Le coup de baguette magique qui a métamorphosé Sharon aux yeux du monde, c’est l’évacuation des colonies de Gaza. J’y reviendrai, car pour moi, même cela, Sharon ne l’a pas fait de son propre mouvement, mais bien en raison de pressions sans précédent des Etats-Unis. Quoi qu’il en soit, Sharon a dit très clairement, dès le début, qu’évacuer les colonies de Gaza ne rendait pas la bande de Gaza libre ! Le plan de désengagement, publié dans les quotidiens israéliens le 16 avril 2004, spécifiait par avance qu’ « Israël supervisera(it) et conservera(it) l’enveloppe extérieure en matière de territoires, maintiendra(it) son contrôle exclusif sur l’espace aérien de Gaza, et continuera(it) à mener des opérations militaires dans ses eaux territoriales [1]. »

Examinons brièvement les états de sévices du général Sharon :

Durant ses quatre années au gouvernement, Sharon a bloqué toute chance de négocier avec les Palestiniens :

- En 2003 – époque de la Feuille de route – les Palestiniens ont accepté ce plan de paix et ils ont déclaré un cessez-le-feu. Mais, tandis que l’Occident fêtait une nouvelle ère de paix, l’armée israélienne, sous les ordres de Sharon, intensifiait sa politique d’assassinats ciblés, poursuivait le harcèlement quotidien des Palestiniens soumis à l’occupation et, enfin, déclarait une guerre à outrance au Hamas, tuant tous ses dirigeants militaires et politiques de premier plan.

- Après quoi, tandis qu’une fois encore le monde occidental retenait son souffle, durant un an et demi d’attente du retrait de Gaza annoncé, Sharon fit absolument tout son possible afin de trahir le président palestinien, Mahmoud Abbas, qui avait été élu en janvier 2005. Sharon déclara qu’il n’était pas un partenaire convenable (parce qu’il ne combattait pas le terrorisme) et il repoussa toutes ses offres de reprise des négociations.

[CONSIGNES ÉCRITES]
**A.** Résumez l'extrait sur Sharon en deux phrases.
**B.** Poursuivez l'extrait sur Sharon à partir de sa dernière phrase.

[Lignes du jeu de données sur l'emplacement des objets]
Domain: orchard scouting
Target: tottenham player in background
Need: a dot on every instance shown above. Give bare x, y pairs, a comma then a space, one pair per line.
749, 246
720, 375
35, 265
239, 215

[RÉPONSES AUX CONSIGNES]
**A.** Le texte affirme que l'évacuation des colonies de Gaza, qui a transformé l'image de Sharon aux yeux du monde, est due à des pressions sans précédent des États-Unis, et que le plan de désengagement publié le 16 avril 2004 prévoyait déjà qu'Israël superviserait l'enveloppe extérieure, garderait le contrôle exclusif de l'espace aérien de Gaza et continuerait à mener des opérations militaires dans ses eaux territoriales. Il soutient aussi que Sharon a bloqué toute chance de négocier avec les Palestiniens, d'abord en 2003 en intensifiant les assassinats ciblés et la guerre contre le Hamas malgré le cessez-le-feu palestinien, puis en repoussant toutes les offres de reprise des négociations de Mahmoud Abbas, élu en janvier 2005.

**B.**
La réalité quotidienne des Palestiniens, dans les territoires occupés, n’a jamais été aussi sombre que sous Sharon :

- En Cisjordanie, Sharon a entrepris un projet massif d’épuration ethnique dans les zones frontalières d’Israël. Son projet de muraille vole les terres des villages palestiniens situés dans ces zones, emprisonne des villes entières et prive leurs habitants de leur gagne-pain. Si le projet se poursuit, beaucoup des quelque 400 000 Palestiniens affectés devront partir et aller gagner leur vie dans les faubourgs des villes situées au centre de la Cisjordanie, comme cela s’est déjà produit dans le cas de Qalqiliya, une ville du Nord de la Cisjordanie.

- Les colonies israéliennes ont été évacuées de la bande de Gaza, mais cette bande demeure une immense prison, totalement scellée et coupée du monde extérieur, au bord de la famine et terrorisée par l’armée israélienne qui la bombarde depuis la terre, la mer et l’air. La question qui préoccupait les élites politiques et militaires israéliennes depuis la conquête des territoires palestiniens, en 1967, était celle de savoir comment garder la superficie maximale avec le minimum de Palestiniens ? Le plan du travailliste Alon, qui trouva sa réalisation à Oslo, consistait à conserver environ 40 % de la Cisjordanie, mais à accorder l’autonomie aux Palestiniens sur les 60 % restants. Toutefois, Barak et Sharon ont détruit les arrangements d’Oslo. Le modèle qu’Israël a développé, sous Sharon, est un système complexe de prisons. Les Palestiniens se voient reléguer et enfermer dans des enclaves ségréguées, entièrement contrôlées depuis l’extérieur par l’armée israélienne, qui fait des incursions à l’intérieur de ces enclaves quand bon lui chante. A ma connaissance, cet enfermement de tout un peuple représente un modèle d’occupation sans aucun précédent, et il est mis en pratique avec une rapidité et une efficacité proprement effrayantes.

En même temps, l’autre technique que Sharon a portée à la perfection, c’est la fabrication de la conscience, démontrant que la guerre est toujours susceptible d’être vendue sous l’appellation de recherche inlassable de la paix. Il a démontré qu’Israël peut emprisonner les Palestiniens, les bombarder depuis les airs, leur voler leurs terres en Cisjordanie, faire échouer toute chance de paix, et néanmoins continuer à être salué par le monde occidental comme le partenaire pacifique, dans le conflit israélo-palestinien…

Sharon est désormais retiré de la vie politique, mais cela, en soi, ne promet aucun changement. En effet, le legs de Sharon est, hélas, bien vivant. Depuis plus de dix ans, il a eu le temps de macérer, dans l’armée israélienne, qui est, de fait, le facteur dominant dans la vie politique israélienne.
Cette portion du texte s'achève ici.